課題の目的 ->
抜粋に基づき、次の問いに答えてください。
1. 『ラブコメ今昔』の出版社と刊行年は何ですか。
2. 今村和久の所属と階級は何ですか。
3. 矢部千尋が今村と妻との馴れ初めを載せようとしている隊内紙の名前は何ですか。

読書記録~防忘録~

読書記録です。時々、漫画やアニメにも独り言してます。

ラブコメ今昔 有川浩著 角川書店 2008年

 自衛隊にまつわる短編集第二弾。
 ネタばれあります、すみません;

『ラブコメ今昔』:
 習志野空挺部隊第一空挺団大隊長・今村和久二等陸佐は困っている。突っ走り系広報女性自衛官・矢部千尋二等陸尉が隊内紙『あづま』に、今村と妻との馴れ初めを載せるとしつこく取材しに来るから。同行しているカメラマン・吉敷一馬一曹に救いを求めるが知らん顔。そもそも今村が若かりし頃は、上官などの紹介で見合いというのが定説で…。
    …ほのぼのしたいい話。お漬物のエピソードも背広を選ぶエピソードも、若いのに少しおばさん
   入ってる奥さんがすごくいい感じ(笑)。それだけに最後の「有事の時」の夫婦・子供のあり方
   にはどきっとしました。

演習データ ->

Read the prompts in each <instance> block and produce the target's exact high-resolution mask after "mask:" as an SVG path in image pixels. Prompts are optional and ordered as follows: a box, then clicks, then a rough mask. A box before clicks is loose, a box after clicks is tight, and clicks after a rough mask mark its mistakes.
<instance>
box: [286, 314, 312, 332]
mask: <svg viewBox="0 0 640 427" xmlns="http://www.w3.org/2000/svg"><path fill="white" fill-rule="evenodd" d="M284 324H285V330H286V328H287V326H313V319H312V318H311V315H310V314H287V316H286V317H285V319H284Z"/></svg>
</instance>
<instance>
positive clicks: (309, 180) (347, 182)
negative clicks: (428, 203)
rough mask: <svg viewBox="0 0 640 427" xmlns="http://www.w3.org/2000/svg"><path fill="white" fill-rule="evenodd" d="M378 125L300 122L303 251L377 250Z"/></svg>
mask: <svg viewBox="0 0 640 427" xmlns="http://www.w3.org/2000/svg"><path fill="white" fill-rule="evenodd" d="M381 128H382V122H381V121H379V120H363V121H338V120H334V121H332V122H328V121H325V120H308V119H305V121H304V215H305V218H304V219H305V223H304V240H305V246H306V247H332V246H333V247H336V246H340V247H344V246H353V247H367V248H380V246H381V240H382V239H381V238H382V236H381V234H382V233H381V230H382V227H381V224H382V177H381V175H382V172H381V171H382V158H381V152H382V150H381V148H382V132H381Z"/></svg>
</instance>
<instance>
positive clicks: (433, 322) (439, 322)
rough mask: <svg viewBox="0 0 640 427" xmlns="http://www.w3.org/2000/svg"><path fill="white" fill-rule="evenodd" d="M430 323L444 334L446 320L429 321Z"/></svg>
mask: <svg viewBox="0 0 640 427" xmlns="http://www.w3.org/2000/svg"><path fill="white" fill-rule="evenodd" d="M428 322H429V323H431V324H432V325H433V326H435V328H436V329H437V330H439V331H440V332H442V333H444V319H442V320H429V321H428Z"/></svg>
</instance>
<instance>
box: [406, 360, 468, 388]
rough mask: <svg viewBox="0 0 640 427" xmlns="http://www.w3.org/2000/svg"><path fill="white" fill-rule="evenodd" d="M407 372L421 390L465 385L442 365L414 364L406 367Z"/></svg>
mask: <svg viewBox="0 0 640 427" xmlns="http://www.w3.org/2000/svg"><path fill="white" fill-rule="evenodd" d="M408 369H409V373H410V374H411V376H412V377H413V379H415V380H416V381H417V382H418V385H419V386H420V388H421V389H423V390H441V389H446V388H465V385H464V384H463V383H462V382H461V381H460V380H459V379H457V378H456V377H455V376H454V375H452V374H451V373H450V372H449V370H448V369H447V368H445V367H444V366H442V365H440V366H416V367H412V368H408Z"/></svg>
---
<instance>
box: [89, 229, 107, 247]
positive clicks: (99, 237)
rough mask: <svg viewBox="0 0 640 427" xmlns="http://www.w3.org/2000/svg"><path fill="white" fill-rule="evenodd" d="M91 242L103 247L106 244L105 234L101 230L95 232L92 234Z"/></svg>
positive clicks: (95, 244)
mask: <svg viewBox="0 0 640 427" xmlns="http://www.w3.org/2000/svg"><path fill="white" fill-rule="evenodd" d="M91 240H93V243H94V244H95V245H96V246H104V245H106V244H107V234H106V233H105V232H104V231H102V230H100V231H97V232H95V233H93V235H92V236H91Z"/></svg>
* * *
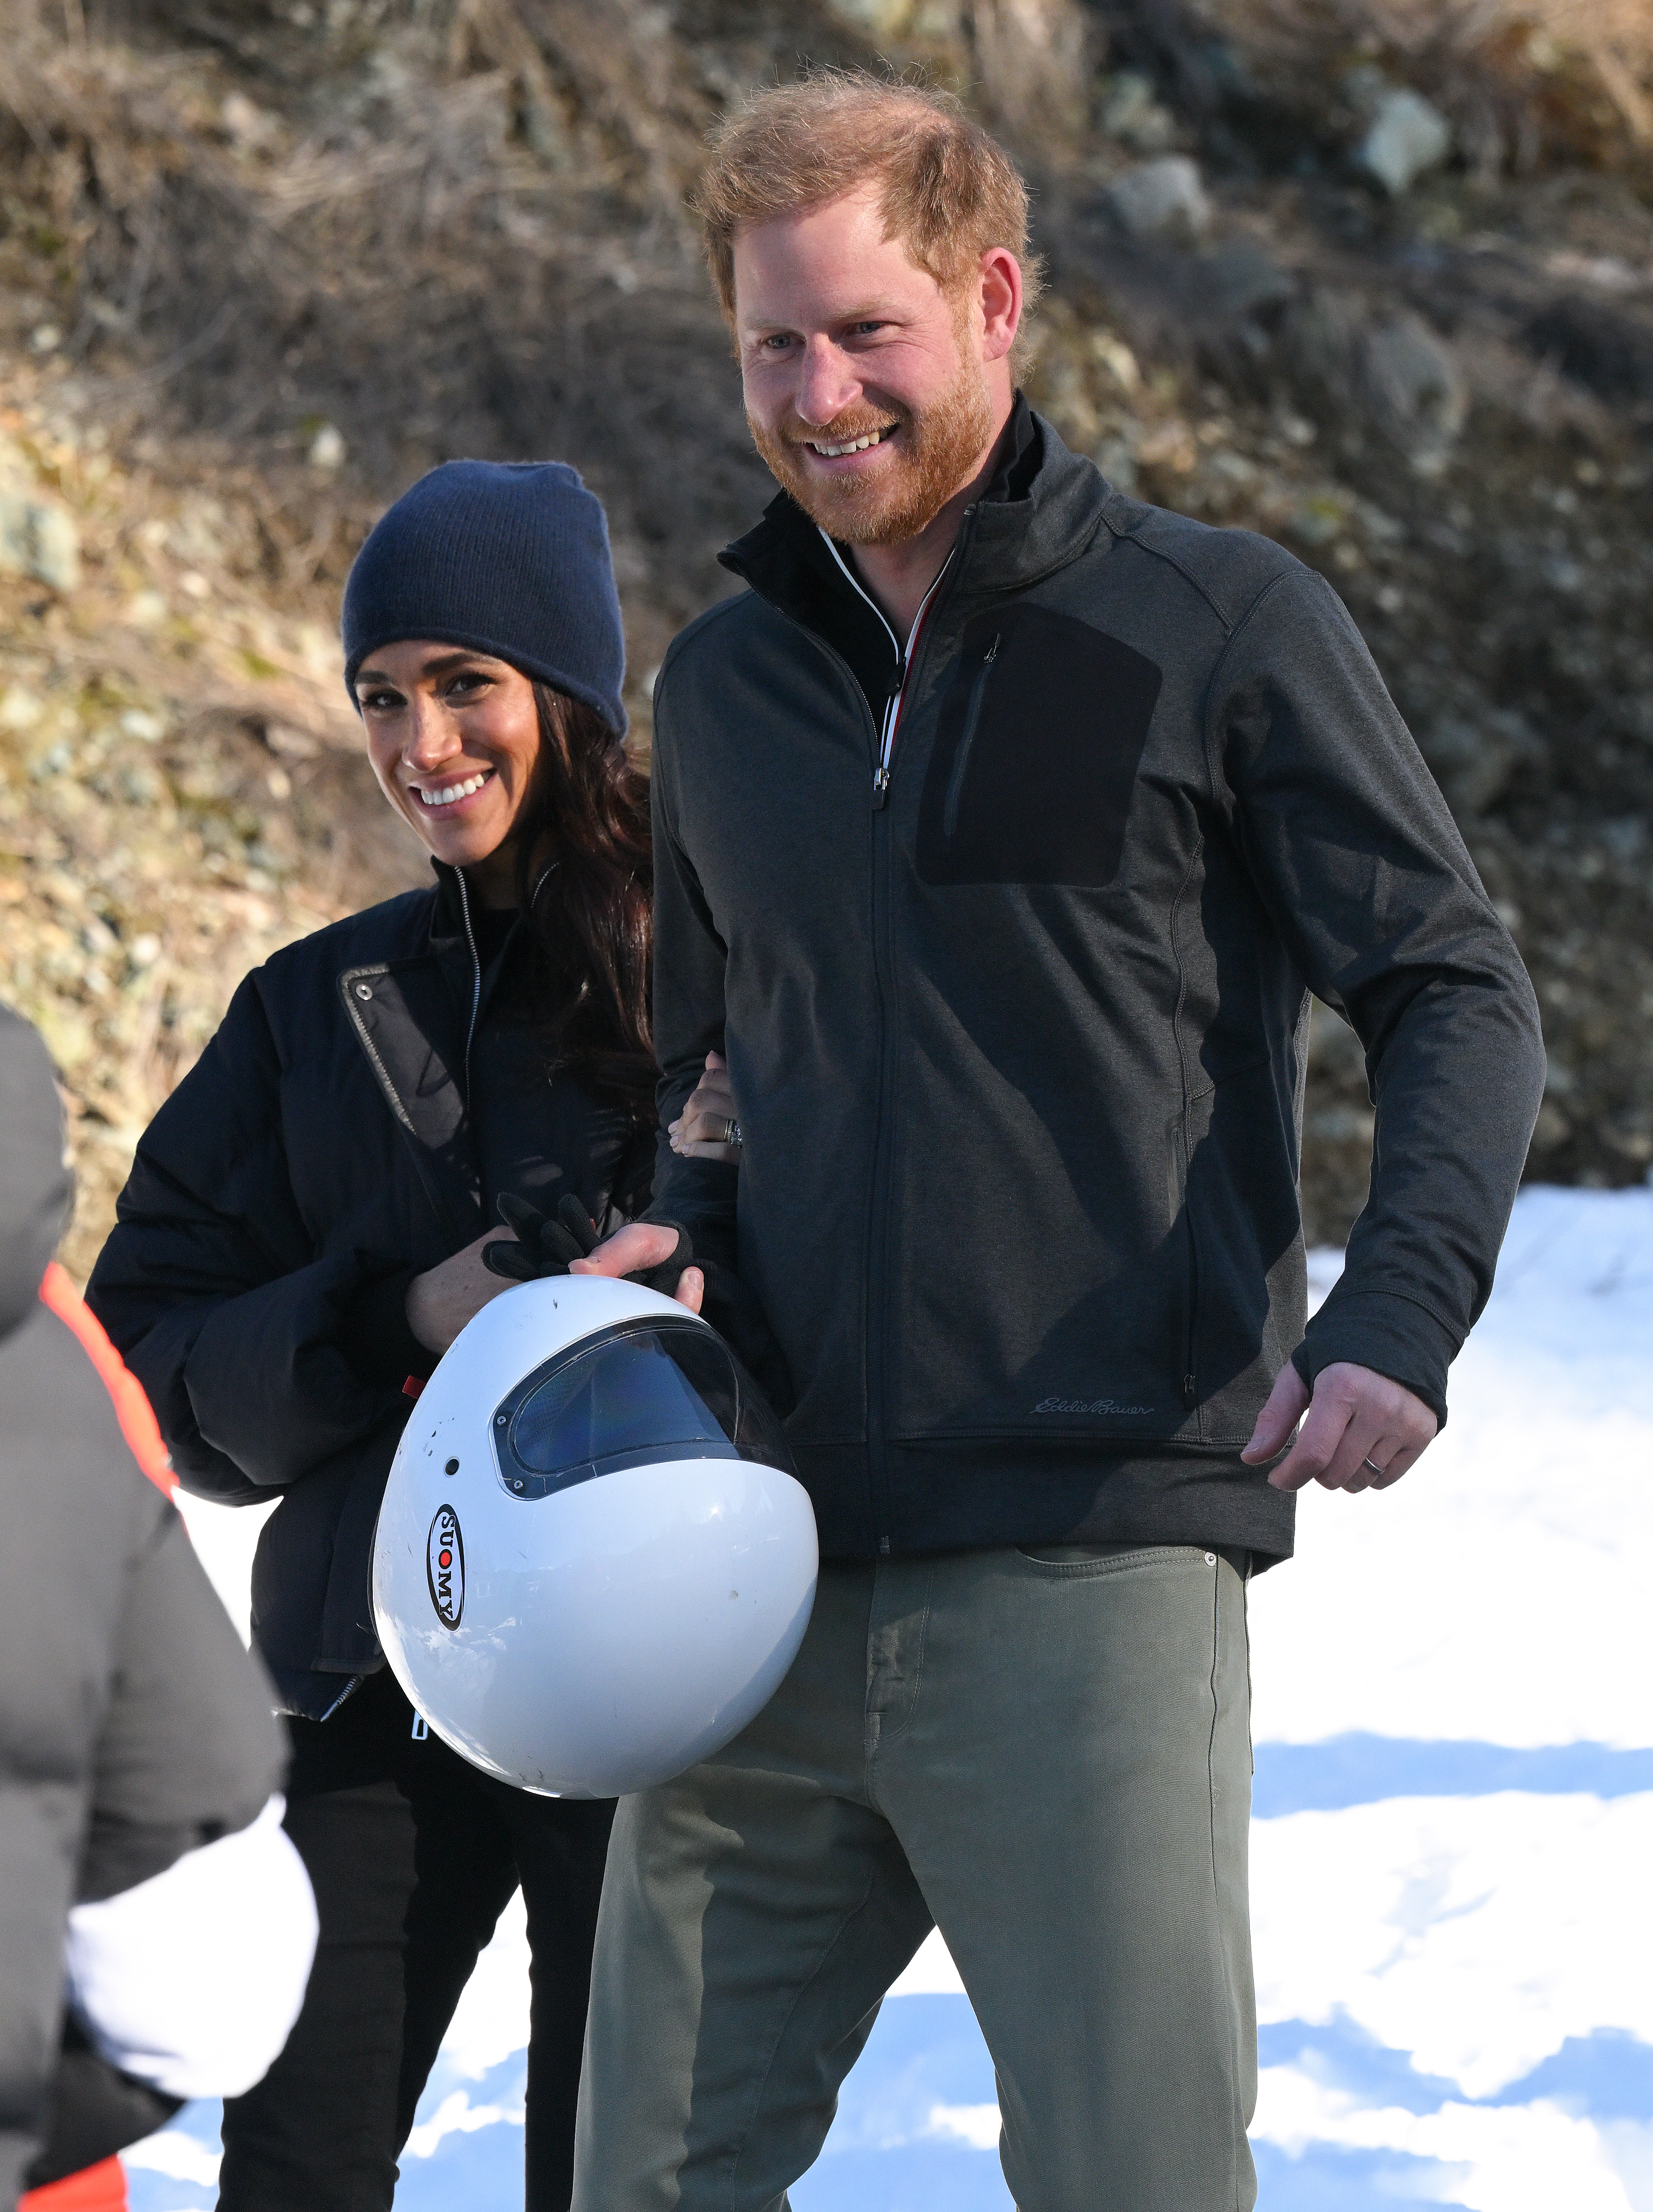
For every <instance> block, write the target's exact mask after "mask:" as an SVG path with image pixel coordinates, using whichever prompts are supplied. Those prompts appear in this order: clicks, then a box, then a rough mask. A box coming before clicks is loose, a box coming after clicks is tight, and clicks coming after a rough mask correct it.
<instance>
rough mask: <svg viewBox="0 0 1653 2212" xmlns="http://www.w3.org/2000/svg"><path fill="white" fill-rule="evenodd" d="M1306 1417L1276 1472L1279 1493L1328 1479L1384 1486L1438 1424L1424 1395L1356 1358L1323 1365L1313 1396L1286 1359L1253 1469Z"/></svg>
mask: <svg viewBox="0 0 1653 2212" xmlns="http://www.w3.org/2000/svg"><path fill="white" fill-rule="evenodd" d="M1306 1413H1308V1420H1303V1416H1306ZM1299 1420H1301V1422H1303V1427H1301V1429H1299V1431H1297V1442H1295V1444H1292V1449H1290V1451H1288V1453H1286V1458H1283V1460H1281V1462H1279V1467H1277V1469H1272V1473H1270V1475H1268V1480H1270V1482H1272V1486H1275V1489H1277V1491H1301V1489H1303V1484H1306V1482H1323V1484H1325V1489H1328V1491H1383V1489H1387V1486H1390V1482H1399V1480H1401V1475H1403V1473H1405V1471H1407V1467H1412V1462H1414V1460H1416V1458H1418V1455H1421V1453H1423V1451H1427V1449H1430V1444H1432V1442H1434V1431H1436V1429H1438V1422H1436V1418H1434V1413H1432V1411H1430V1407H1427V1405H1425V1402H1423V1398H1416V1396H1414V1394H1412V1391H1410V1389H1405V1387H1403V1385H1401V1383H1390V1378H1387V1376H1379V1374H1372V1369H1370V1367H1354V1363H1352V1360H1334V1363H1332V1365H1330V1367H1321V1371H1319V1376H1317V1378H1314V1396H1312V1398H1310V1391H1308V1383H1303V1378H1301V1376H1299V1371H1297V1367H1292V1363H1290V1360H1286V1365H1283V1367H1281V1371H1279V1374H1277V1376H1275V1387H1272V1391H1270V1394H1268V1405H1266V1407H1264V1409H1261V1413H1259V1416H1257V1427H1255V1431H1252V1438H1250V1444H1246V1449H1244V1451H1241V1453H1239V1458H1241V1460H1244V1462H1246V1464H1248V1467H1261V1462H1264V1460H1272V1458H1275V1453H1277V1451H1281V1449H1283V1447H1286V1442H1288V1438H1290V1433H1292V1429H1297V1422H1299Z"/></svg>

結果 ->
1. 角川書店、2008年
2. 習志野空挺部隊第一空挺団大隊長、二等陸佐
3. 『あづま』